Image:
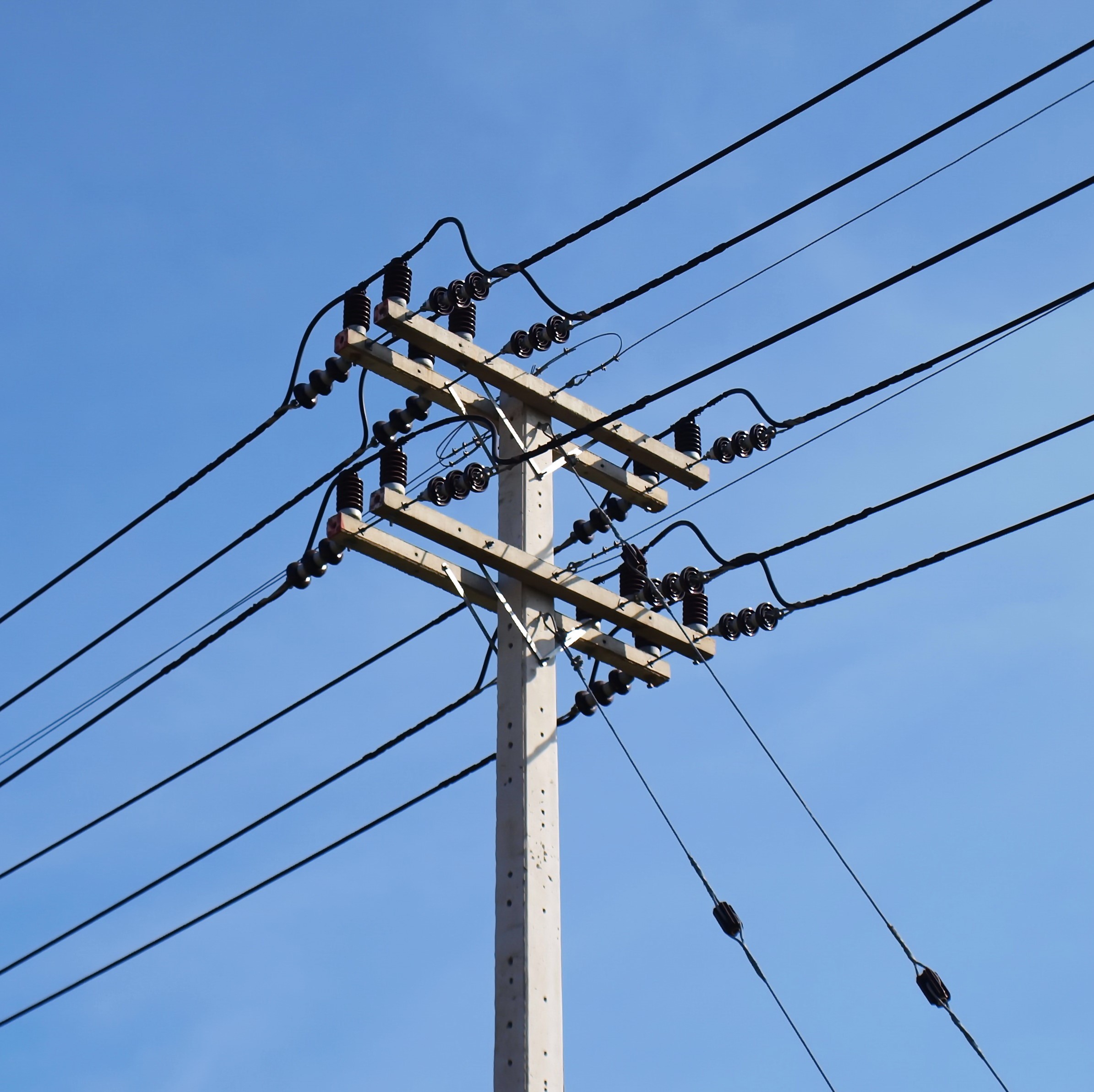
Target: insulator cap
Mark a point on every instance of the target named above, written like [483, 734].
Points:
[393, 469]
[934, 987]
[438, 492]
[727, 917]
[331, 553]
[768, 615]
[313, 564]
[696, 608]
[687, 437]
[620, 682]
[477, 478]
[722, 450]
[305, 397]
[440, 301]
[459, 486]
[742, 444]
[586, 703]
[397, 278]
[349, 493]
[539, 337]
[320, 382]
[297, 576]
[462, 321]
[479, 286]
[672, 588]
[357, 309]
[617, 509]
[559, 330]
[762, 437]
[520, 344]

--------------------------------------------------

— What is being asked —
Put every item above into a two-column CSV with the columns "prompt" and "reply", one row per item. Each row holds the item's text and its answer, each in one quoted field with line breaks turned into spaces, and the pictures are left out.

— Full output —
prompt,reply
"Image: Target: insulator cap Mark a point on every instance of the target named above, written like [483, 734]. Points:","[393, 469] [934, 987] [438, 492] [727, 917] [331, 553] [768, 615] [313, 564] [696, 608] [687, 437] [620, 682] [477, 478] [722, 450] [305, 397] [440, 301] [459, 486] [742, 444] [586, 703] [397, 278] [349, 493] [539, 337] [320, 382] [297, 576] [462, 321] [479, 286] [672, 588] [357, 309] [617, 509] [559, 330] [762, 437] [520, 344]"